== Records provided

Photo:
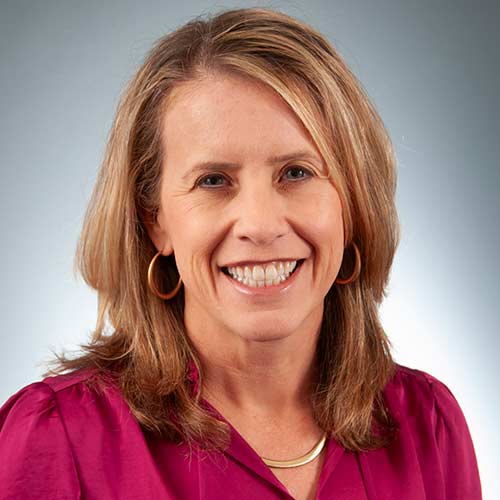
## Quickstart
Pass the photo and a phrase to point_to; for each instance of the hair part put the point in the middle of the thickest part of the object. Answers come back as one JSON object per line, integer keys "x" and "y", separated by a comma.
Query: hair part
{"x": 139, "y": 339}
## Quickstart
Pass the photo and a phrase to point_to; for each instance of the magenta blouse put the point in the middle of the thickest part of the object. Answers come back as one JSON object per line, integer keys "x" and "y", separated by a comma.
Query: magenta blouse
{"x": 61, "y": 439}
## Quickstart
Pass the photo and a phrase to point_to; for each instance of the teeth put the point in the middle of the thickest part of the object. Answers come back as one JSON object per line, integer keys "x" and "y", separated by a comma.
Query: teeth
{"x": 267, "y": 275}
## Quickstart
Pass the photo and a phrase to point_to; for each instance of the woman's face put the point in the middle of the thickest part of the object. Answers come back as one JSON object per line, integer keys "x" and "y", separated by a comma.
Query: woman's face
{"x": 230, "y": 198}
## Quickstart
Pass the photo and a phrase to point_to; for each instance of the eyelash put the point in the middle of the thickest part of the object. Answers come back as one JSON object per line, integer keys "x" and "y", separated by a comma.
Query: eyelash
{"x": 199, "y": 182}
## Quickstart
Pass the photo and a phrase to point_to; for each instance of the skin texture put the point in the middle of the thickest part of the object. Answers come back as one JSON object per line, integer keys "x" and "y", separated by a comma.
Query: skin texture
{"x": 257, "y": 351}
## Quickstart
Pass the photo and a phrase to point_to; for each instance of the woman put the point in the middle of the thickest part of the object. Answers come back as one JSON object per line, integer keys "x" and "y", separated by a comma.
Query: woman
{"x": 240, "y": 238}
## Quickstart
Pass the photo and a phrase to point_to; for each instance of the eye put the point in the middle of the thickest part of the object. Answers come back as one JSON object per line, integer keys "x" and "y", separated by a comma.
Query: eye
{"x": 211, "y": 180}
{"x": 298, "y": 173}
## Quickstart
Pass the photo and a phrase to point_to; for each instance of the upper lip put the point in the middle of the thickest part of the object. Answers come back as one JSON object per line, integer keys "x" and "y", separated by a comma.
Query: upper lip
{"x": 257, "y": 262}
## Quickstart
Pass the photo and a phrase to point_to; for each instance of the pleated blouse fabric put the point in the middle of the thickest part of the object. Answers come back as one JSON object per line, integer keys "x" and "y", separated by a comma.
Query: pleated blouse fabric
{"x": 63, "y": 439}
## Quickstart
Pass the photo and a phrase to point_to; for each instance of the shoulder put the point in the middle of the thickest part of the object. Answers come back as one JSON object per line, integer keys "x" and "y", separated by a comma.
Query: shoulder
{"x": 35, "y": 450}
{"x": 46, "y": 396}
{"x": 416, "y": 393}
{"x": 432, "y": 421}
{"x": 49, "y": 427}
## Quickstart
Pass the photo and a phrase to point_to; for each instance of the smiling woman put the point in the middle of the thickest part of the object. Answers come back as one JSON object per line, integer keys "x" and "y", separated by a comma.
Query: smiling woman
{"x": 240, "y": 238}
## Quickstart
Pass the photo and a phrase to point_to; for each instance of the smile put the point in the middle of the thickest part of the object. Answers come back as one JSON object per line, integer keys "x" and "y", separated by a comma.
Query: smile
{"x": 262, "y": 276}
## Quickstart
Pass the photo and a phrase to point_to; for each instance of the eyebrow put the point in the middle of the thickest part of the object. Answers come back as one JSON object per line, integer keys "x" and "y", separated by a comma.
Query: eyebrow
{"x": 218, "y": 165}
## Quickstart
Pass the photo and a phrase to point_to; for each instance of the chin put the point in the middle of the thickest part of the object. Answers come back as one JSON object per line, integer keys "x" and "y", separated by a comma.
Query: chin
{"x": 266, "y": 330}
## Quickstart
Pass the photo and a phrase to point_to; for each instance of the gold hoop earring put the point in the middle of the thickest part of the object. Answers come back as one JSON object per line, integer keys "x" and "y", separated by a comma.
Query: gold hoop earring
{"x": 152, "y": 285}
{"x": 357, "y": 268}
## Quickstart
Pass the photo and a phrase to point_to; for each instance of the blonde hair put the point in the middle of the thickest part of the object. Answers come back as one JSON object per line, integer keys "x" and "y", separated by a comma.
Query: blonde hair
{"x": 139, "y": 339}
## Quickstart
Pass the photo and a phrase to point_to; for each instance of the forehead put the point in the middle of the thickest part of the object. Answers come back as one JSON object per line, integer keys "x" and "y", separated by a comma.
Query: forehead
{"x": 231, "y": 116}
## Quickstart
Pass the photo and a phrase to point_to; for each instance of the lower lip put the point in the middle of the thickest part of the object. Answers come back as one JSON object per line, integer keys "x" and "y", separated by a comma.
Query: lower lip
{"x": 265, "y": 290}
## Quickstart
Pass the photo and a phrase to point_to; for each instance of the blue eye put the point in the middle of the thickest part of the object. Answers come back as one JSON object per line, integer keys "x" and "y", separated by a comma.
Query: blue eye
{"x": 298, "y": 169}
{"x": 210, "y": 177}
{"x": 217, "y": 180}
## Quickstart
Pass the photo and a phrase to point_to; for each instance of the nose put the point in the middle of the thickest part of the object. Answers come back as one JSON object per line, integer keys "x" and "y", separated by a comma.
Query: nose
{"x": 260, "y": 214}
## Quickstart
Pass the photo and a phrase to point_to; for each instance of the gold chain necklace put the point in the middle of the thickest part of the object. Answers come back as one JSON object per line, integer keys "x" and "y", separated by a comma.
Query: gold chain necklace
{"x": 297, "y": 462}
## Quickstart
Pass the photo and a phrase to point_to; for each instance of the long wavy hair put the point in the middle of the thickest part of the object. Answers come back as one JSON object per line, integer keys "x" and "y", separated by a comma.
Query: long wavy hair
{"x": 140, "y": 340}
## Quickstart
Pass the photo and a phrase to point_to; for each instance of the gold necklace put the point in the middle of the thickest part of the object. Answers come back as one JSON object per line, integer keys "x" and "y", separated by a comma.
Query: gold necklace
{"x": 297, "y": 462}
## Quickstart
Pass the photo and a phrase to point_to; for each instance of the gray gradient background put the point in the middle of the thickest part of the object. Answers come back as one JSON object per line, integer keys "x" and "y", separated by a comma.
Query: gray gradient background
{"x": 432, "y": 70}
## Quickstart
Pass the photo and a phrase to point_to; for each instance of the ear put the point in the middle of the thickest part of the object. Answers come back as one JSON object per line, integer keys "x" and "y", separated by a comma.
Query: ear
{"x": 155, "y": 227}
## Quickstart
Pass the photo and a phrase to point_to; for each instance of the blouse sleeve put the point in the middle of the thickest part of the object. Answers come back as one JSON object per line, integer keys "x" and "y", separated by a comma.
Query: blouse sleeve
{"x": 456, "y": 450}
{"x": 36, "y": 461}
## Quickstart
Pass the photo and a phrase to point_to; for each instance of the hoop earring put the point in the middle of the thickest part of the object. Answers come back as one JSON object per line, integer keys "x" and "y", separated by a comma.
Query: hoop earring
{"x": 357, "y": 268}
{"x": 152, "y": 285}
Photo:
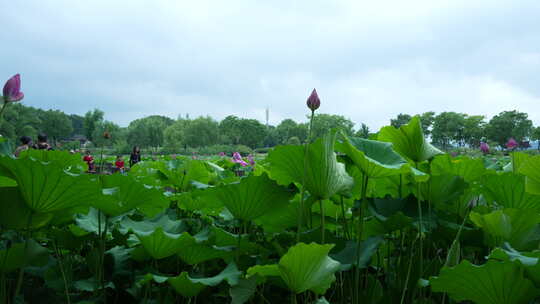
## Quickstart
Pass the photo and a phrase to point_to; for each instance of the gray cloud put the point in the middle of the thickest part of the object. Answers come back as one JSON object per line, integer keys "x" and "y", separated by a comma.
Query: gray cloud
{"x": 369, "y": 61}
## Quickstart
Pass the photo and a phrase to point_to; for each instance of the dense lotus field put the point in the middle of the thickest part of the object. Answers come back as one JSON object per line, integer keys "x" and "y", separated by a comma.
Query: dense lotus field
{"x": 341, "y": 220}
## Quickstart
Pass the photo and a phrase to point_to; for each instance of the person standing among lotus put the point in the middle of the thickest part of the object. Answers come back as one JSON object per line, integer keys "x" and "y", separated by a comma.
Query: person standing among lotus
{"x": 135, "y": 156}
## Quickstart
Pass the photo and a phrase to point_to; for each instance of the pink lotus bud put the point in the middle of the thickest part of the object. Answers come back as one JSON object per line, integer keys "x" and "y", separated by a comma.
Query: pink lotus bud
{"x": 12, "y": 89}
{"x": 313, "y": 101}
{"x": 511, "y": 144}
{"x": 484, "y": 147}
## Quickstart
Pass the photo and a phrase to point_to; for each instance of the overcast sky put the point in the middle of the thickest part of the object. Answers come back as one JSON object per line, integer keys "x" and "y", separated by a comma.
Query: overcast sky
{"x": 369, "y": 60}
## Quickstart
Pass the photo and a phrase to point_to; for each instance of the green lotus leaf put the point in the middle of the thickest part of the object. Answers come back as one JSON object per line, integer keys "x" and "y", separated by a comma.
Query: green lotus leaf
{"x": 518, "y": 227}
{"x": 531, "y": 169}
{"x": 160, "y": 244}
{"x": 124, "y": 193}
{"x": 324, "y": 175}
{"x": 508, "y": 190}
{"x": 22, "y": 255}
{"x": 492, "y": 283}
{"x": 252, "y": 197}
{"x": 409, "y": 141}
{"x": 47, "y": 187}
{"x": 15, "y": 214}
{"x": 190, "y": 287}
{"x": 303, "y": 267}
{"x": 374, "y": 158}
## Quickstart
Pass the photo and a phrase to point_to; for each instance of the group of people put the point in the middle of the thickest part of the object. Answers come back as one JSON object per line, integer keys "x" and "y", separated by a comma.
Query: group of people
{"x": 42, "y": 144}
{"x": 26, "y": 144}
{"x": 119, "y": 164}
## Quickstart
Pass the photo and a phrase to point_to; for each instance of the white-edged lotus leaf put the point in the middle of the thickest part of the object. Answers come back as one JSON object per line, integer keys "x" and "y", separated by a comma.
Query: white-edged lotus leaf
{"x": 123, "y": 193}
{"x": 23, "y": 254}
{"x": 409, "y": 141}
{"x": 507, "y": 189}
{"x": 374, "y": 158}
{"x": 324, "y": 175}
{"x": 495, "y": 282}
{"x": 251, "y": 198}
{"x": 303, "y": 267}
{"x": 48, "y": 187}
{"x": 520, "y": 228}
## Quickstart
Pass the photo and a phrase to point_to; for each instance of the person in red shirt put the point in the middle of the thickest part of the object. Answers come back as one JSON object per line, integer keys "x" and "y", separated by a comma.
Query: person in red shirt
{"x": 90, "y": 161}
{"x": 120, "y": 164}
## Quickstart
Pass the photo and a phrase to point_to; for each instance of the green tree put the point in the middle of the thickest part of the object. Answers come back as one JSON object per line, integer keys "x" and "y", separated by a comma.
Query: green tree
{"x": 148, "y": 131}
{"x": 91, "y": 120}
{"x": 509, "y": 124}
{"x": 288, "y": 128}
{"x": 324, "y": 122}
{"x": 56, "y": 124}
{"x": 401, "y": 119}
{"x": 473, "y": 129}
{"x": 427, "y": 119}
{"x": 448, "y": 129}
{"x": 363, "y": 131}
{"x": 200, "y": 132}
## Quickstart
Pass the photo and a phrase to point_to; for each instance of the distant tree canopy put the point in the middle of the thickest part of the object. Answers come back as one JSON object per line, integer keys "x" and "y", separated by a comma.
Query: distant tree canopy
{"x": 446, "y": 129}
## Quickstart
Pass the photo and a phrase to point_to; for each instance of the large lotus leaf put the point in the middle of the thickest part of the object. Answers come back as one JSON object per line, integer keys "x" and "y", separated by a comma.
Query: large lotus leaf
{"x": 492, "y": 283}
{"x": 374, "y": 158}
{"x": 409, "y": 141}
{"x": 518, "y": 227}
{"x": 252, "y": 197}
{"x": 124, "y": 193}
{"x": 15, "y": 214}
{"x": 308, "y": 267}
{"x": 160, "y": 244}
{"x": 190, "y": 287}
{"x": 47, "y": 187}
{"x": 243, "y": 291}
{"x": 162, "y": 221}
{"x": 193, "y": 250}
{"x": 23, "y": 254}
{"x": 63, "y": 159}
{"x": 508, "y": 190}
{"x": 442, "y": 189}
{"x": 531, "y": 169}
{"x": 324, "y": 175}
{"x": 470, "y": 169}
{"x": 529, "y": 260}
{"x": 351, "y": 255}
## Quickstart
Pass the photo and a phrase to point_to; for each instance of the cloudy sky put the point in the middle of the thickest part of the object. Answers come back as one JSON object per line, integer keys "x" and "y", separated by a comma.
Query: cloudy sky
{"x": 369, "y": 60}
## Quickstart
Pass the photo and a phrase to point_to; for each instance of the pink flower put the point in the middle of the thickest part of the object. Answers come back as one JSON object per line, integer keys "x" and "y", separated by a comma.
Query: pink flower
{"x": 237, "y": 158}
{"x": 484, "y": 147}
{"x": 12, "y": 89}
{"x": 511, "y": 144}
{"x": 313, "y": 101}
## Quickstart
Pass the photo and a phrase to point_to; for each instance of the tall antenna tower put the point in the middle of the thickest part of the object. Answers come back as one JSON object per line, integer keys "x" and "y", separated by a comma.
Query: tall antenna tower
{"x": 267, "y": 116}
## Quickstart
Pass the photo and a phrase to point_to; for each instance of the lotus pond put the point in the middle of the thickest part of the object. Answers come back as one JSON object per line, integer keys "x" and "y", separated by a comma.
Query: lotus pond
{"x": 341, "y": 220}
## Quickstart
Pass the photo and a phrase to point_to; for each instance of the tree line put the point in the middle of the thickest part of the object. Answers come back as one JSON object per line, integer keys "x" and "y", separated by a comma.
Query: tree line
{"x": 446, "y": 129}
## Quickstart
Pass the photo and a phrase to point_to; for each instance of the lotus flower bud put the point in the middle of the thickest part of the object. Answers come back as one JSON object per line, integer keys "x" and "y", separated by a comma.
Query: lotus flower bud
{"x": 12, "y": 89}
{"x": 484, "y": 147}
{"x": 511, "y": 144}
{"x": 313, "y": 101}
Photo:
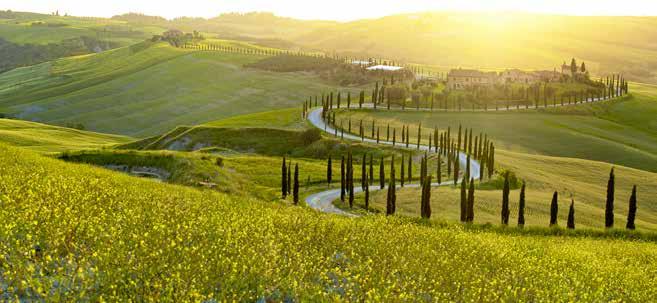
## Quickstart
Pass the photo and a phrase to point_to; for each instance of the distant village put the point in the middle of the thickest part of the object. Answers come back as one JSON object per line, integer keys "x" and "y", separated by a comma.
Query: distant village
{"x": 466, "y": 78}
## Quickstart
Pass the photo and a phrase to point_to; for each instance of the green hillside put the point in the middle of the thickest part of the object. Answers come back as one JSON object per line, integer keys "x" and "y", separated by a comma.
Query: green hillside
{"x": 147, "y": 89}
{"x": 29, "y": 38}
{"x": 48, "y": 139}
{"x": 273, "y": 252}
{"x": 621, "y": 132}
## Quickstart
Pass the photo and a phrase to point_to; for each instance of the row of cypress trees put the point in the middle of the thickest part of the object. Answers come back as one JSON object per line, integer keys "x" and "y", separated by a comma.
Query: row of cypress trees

====

Starting with the line that holds "the person in" and ending with the line that holds "of the large", retype every line in the data above exactly, and nothing else.

Pass the photo and a phrase to point_to; for each instance of the person in red shirt put the point in the middle of the thickest part of the object. Answers come back as one JSON object per line, integer keys "x" and "y", separated by a comma.
Query: person in red shirt
{"x": 90, "y": 161}
{"x": 120, "y": 164}
## Quickstart
Pass the photo and a phrase to point_to; for each instance of the green tree put the point in the middle of the thickest part of the object. Answers come back as one JSON object per line, integer keys "x" and "y", separated by a comma.
Query: green tree
{"x": 148, "y": 131}
{"x": 91, "y": 120}
{"x": 509, "y": 124}
{"x": 288, "y": 128}
{"x": 324, "y": 122}
{"x": 56, "y": 124}
{"x": 401, "y": 119}
{"x": 473, "y": 129}
{"x": 427, "y": 119}
{"x": 448, "y": 129}
{"x": 363, "y": 131}
{"x": 200, "y": 132}
## Quickstart
Pass the photo and a phrase to point_to; for each instance of the distant tree canopy put the point in the middle of the thickest part of the object. Answers come back as one JSON object per line, integer keys "x" and "y", separated by a comma.
Query: distant tree canopy
{"x": 446, "y": 129}
## Quickstart
Pass the photo and a phrase to point_to; for each instance of the large lotus leaf put the point in the middle of the thickest part of the object. Answers come back as one JSON object per line, integer keys "x" and "y", separated by a comma.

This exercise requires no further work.